## Work instructions
Below are the records; pull every line that includes "white".

## Data for review

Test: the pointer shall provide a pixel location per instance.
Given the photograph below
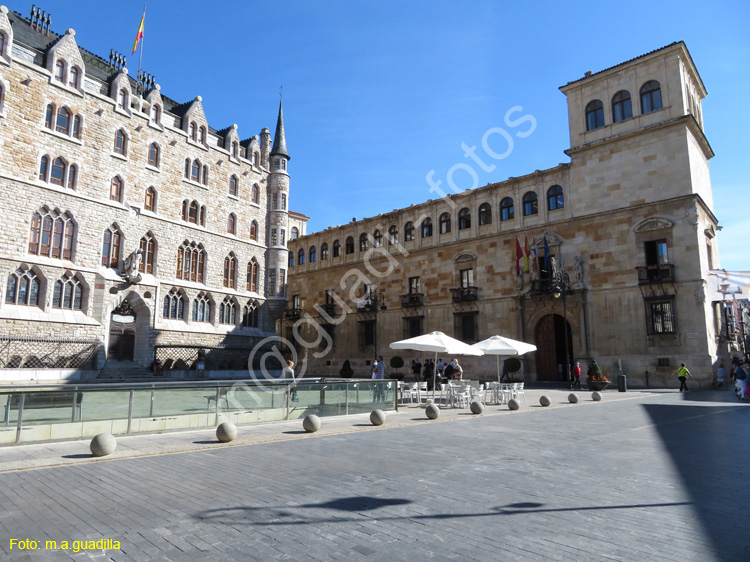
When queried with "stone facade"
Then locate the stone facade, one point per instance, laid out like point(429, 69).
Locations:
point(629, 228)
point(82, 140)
* * *
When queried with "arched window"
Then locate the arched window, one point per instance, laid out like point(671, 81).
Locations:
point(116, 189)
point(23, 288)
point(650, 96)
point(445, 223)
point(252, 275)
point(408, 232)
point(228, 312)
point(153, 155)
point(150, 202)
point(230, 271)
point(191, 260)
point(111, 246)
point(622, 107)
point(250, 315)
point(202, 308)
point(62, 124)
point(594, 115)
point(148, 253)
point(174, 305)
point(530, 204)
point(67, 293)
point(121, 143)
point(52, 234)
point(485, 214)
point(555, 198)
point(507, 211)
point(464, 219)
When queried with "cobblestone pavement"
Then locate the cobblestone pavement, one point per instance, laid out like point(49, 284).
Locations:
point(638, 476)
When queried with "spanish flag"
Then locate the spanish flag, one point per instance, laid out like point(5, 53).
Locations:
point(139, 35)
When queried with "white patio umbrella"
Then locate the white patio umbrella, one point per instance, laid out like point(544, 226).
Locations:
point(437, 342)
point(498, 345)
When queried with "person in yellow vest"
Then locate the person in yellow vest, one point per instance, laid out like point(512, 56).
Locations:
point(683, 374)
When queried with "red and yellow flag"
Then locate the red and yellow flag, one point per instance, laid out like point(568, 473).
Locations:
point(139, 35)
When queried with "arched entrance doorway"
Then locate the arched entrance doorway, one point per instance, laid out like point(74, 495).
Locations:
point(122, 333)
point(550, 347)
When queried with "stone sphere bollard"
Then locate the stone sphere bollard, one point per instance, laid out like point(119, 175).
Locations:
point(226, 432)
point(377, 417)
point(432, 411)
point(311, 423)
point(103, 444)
--
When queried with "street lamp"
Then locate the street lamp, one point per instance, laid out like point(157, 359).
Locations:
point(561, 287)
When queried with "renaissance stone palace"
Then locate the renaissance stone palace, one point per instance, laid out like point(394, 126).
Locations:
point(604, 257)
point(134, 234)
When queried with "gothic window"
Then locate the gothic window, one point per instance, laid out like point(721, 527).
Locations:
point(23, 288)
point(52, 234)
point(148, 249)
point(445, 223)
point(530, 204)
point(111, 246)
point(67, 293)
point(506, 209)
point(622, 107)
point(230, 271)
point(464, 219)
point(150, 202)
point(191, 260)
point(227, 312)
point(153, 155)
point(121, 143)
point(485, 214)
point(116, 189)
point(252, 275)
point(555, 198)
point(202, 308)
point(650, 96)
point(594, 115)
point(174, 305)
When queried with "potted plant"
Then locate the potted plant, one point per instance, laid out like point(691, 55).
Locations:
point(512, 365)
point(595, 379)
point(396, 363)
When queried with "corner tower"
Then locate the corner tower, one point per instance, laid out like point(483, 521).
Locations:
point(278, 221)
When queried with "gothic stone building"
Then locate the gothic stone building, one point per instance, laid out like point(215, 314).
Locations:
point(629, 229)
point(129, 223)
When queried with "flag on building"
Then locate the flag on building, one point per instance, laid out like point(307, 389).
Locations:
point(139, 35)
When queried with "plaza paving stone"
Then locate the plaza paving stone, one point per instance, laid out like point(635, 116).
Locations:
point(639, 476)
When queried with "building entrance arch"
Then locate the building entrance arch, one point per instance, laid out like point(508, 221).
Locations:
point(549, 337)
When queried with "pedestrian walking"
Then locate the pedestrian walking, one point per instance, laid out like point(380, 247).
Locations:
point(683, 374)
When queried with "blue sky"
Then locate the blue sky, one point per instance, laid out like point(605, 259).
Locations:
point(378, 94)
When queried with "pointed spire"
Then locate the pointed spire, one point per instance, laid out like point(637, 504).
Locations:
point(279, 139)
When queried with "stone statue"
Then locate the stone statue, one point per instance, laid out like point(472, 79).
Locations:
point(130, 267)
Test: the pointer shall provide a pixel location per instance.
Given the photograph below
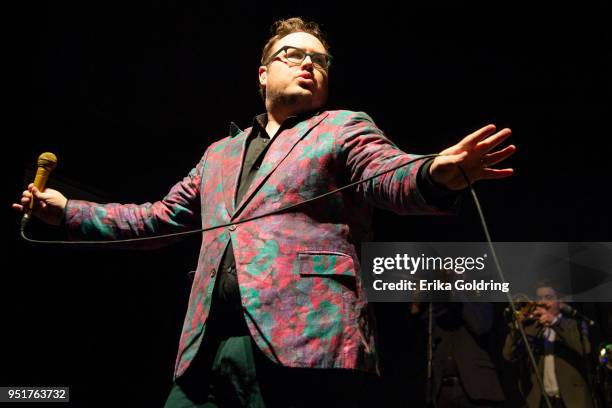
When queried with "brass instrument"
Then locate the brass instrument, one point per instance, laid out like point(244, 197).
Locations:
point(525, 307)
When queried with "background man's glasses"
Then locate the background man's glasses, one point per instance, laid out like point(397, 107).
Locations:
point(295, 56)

## Your solution
When queried with "white patio umbrella"
Then locate the white patio umbrella, one point per instance, laid out like point(544, 226).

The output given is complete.